Selected excerpt.
##############################
An hour-and-half long discussion about the idea on Monday grew testy when a top official from the University of Florida clashed with State University System Chancellor Frank Brogan over whether proposed new regulations being considered by the Board of Governors are too restrictive.
“The University of Florida has great concern about this regulation,” said UF Provost Joe Glover. “We feel it does a disservice to the state and the university.”
The Board of Governors -- which oversees the state’s 11 state universities -- has begun a process to create a new “strategic plan” meant to map out the growth of the system between 2012 and 2025. This strategic plan will likely include standards and goals that all universities are supposed to meet over that time period.
But the part of the strategic plan that is likely to draw fire -- and even a political tug of war -- stems from an effort during a time of dwindling taxpayer dollars to assert some level of statewide control over how universities grow and branch out. The initial draft discussed on Monday by several members of the state board includes spelling out which degree programs universities can add in the next five years.
##############################
Raw data.
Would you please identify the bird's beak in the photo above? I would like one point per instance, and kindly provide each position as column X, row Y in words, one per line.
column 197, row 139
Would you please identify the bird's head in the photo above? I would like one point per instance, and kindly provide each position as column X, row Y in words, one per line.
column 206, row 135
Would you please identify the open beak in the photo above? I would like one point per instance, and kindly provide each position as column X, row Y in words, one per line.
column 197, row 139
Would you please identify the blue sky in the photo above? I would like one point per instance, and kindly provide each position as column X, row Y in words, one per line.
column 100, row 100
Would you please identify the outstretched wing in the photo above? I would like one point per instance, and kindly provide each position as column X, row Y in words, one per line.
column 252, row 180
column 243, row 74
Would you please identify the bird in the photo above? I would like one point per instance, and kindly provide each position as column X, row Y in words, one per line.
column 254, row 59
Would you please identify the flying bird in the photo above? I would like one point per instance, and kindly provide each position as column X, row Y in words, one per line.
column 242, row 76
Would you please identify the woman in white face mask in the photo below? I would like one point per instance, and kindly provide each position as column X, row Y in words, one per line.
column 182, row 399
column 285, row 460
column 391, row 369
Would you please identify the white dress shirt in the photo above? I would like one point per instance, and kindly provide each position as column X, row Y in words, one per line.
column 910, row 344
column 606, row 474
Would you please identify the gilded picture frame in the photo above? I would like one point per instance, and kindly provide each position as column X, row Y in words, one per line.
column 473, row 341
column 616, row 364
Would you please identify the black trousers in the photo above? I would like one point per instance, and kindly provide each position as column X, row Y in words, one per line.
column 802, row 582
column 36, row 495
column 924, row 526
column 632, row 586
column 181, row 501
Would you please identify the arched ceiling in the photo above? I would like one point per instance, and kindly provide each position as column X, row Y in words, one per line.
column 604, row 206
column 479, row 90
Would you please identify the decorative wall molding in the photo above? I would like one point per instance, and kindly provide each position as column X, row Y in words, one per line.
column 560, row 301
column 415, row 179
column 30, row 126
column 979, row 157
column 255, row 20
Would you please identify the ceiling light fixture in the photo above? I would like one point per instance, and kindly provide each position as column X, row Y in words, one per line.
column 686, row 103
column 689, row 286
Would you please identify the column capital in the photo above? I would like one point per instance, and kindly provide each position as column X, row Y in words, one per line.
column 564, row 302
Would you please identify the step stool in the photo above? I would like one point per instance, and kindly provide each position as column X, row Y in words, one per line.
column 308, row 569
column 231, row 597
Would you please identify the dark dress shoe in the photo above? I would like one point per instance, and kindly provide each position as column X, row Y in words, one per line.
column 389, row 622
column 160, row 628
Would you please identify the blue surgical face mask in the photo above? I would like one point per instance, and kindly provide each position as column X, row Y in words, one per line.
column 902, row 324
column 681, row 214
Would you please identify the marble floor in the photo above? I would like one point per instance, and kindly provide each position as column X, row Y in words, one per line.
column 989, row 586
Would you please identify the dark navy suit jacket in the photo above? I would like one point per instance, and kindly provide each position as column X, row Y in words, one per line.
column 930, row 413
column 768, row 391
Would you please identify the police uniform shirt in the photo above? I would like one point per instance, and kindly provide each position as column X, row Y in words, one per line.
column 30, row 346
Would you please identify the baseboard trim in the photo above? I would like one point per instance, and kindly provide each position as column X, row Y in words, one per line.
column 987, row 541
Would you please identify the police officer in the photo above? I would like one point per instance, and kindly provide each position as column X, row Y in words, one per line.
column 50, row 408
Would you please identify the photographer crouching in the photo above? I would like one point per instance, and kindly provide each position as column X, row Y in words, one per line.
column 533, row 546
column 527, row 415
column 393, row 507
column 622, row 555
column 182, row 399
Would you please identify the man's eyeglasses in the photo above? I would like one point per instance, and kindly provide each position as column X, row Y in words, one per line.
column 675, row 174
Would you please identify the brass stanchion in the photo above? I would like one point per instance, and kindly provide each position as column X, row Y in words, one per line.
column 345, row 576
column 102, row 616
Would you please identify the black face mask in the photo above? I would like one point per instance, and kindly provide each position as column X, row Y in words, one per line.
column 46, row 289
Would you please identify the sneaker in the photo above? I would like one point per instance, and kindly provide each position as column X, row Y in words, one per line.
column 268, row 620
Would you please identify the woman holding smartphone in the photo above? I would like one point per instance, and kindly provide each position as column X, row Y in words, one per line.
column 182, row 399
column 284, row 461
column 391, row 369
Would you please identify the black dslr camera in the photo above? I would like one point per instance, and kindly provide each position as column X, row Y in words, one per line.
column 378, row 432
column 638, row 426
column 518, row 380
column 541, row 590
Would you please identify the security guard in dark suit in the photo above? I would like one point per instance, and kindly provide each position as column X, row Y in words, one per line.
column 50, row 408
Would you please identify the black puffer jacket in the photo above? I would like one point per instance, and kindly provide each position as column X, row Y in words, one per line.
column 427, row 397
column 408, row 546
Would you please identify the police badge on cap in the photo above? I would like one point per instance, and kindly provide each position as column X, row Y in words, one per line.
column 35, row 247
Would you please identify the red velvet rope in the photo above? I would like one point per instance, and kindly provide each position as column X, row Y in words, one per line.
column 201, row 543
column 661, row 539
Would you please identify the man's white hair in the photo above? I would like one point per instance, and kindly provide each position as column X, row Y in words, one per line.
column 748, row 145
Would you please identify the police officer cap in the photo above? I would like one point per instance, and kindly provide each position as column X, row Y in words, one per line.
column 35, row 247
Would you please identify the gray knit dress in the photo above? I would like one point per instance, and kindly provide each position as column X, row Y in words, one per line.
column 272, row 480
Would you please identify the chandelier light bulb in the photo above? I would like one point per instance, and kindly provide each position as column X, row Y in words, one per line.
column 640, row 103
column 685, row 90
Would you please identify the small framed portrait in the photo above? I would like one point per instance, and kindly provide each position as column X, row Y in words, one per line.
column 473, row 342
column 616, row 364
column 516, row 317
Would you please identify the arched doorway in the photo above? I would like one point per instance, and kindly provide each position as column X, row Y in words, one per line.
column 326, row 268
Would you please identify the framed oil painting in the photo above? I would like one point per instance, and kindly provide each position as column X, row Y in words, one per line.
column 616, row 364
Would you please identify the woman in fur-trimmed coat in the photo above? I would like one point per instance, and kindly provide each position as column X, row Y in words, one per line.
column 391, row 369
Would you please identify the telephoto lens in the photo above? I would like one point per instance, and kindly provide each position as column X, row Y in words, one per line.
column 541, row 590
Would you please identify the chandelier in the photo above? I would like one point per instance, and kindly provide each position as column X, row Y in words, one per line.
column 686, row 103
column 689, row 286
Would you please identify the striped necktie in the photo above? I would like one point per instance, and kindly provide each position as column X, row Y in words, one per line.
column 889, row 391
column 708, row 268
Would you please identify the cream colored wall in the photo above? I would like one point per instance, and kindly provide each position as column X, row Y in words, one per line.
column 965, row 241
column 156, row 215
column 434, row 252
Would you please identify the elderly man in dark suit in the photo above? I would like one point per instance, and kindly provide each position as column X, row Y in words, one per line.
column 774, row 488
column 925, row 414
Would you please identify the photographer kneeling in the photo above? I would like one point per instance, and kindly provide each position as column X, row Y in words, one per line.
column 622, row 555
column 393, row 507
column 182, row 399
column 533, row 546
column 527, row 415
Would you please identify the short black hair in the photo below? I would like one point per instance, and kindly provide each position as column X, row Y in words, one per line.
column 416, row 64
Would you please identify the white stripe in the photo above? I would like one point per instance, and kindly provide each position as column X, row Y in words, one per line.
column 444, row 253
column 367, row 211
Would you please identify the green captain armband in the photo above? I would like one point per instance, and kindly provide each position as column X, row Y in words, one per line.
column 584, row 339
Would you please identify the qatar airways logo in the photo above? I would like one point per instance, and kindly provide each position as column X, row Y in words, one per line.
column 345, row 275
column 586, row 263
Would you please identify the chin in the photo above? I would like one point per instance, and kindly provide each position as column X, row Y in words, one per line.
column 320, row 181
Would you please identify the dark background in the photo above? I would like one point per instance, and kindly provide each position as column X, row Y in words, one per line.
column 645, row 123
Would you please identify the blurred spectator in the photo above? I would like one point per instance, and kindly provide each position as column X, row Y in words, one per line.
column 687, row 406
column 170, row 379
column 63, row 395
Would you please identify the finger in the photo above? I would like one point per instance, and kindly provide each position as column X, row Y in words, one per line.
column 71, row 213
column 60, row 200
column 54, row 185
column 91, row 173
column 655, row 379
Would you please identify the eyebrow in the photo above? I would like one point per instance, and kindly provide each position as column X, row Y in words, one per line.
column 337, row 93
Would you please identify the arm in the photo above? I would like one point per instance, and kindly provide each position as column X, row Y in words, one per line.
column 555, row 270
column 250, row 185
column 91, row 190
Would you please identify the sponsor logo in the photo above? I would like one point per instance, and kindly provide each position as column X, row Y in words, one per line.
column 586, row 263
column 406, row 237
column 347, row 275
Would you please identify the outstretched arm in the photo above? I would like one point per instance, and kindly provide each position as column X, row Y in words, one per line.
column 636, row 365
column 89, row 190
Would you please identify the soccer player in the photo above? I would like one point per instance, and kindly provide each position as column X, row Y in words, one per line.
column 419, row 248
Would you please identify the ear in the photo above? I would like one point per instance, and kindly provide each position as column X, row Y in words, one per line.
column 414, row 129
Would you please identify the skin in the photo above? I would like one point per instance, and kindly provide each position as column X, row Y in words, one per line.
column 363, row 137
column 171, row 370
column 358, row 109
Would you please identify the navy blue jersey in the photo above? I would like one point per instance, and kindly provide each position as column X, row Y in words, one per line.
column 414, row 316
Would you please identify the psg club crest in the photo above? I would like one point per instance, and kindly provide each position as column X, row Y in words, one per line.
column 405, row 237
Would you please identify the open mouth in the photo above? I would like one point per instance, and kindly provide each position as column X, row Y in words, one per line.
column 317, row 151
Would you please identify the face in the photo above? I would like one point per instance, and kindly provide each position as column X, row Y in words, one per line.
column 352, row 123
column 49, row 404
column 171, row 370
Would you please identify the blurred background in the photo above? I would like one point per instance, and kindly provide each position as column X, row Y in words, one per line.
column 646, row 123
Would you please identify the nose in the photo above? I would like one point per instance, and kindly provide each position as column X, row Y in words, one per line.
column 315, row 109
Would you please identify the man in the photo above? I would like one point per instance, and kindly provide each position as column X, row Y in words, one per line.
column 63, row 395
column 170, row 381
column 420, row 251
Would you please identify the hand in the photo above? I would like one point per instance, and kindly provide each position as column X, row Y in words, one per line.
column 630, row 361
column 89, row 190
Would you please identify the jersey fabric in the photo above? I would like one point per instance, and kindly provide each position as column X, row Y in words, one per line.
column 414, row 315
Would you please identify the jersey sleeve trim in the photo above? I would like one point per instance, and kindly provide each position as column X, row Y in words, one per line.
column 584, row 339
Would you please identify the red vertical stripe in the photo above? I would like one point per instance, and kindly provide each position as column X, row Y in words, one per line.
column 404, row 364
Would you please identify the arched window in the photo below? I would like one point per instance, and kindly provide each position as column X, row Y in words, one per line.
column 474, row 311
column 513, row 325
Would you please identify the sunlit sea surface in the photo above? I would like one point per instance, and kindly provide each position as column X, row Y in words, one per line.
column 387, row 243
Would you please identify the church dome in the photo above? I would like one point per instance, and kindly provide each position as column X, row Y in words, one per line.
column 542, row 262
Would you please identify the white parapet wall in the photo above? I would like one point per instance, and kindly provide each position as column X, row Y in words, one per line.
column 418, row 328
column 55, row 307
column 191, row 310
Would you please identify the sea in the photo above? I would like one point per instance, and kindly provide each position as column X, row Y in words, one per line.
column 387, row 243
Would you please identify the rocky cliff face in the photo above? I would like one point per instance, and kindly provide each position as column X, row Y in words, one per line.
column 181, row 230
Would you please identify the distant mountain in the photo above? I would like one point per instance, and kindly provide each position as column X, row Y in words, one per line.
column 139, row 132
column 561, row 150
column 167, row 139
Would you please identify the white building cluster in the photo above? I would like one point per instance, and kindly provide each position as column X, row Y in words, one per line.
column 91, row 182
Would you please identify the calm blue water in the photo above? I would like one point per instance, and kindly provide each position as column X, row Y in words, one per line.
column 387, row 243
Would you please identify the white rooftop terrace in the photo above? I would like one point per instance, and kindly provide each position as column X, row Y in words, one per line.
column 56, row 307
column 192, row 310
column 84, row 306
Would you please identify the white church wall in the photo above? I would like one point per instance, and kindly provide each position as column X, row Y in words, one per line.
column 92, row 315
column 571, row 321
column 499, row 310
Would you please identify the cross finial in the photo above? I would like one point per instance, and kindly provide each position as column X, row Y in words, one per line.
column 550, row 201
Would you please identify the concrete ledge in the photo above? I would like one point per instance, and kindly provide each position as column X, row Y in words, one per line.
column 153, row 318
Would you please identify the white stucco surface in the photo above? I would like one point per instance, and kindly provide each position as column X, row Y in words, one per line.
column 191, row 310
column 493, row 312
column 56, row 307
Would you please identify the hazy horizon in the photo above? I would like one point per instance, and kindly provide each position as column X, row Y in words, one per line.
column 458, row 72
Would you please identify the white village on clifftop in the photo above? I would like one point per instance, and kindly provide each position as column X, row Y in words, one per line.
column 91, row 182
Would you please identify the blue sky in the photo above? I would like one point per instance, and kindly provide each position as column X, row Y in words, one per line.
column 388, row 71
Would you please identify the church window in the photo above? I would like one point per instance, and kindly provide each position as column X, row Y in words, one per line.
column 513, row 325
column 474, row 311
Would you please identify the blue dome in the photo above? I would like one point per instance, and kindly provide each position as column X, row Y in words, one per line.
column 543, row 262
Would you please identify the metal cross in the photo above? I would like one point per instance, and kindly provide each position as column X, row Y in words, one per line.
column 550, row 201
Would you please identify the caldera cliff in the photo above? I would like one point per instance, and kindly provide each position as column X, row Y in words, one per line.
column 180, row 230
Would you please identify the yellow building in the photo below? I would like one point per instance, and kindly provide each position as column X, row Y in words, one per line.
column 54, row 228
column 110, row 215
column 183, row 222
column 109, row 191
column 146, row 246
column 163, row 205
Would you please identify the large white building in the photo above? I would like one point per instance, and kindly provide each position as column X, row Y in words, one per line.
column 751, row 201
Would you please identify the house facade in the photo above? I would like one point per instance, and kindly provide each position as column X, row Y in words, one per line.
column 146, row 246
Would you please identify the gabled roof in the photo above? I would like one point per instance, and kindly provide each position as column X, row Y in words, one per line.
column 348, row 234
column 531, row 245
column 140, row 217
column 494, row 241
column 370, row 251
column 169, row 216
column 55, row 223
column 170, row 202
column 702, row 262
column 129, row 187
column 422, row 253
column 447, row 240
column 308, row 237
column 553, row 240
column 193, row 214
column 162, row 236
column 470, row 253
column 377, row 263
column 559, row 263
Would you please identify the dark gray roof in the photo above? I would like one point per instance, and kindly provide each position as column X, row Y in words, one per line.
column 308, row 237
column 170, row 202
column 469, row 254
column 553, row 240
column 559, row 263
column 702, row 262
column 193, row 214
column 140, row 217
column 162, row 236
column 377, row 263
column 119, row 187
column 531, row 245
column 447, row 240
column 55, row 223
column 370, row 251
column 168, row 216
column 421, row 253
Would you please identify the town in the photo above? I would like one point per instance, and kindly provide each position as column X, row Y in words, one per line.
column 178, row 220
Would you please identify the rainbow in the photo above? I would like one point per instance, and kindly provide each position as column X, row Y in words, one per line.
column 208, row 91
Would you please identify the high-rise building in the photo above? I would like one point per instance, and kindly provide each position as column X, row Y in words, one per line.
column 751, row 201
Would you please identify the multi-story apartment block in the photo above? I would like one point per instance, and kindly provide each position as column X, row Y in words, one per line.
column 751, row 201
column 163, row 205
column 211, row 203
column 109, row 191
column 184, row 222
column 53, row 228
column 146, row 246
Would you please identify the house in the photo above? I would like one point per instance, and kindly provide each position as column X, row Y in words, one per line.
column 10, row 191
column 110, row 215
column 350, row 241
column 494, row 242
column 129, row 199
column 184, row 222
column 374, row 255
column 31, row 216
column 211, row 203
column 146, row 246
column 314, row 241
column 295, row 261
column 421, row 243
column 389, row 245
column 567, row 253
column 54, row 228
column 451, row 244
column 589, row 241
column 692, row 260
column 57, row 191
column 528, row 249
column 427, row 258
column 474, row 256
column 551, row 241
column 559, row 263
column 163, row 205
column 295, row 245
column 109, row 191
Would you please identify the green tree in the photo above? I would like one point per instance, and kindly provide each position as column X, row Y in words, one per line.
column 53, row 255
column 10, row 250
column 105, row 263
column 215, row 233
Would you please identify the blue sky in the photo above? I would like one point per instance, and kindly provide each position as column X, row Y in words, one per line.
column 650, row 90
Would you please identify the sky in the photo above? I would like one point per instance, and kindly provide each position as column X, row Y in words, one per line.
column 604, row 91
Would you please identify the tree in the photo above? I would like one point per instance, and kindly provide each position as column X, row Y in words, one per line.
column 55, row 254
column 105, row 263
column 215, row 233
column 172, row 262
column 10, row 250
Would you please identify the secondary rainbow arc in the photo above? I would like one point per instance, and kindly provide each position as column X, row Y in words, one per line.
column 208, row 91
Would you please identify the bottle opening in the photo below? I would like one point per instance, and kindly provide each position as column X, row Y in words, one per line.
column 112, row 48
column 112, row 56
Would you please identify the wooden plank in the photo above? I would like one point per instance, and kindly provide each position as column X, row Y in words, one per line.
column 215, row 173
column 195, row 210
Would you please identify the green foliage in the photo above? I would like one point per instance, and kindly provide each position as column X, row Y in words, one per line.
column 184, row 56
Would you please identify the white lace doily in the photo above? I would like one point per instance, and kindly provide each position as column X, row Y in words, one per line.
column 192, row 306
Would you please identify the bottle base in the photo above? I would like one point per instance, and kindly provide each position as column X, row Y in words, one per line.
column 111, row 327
##############################
Given problem. Continue the article on the university system's strategic plan, starting after its last sentence. The lines are separate material, unrelated to the article on the university system's strategic plan.

Exercise result.
And one of the new regulations tied to the strategic plan would require universities to notify rival schools when a university plans to expand in other parts of the state. Top officials -- including the chancellor -- would be responsible for working out an arrangement if the two schools are unable to reach a deal between each other.
Brogan said some of the wording in the proposals had been worked on for two years in an effort not to “micromanage” what individual universities do. He contended it would not limit what schools can do in the future.
“The idea was to give people the constant ability to grow and evolve but do it in a way that is organized,’’ Brogan said.
But Glover strongly disagreed, saying that anything that requires going to the full board for approval is too limiting and would take too much time.
“The state has invested in the University of Florida for a hundred years; we don’t think we should be restricted to Alachua County and Marion County,’’ Glover said.
The back and forth on Monday was a reminder that while Florida has a state university system, powerful and politically-connected universities have been able to sidestep centralized controls and have been able to push ahead with programs designed to build up the individual institutions.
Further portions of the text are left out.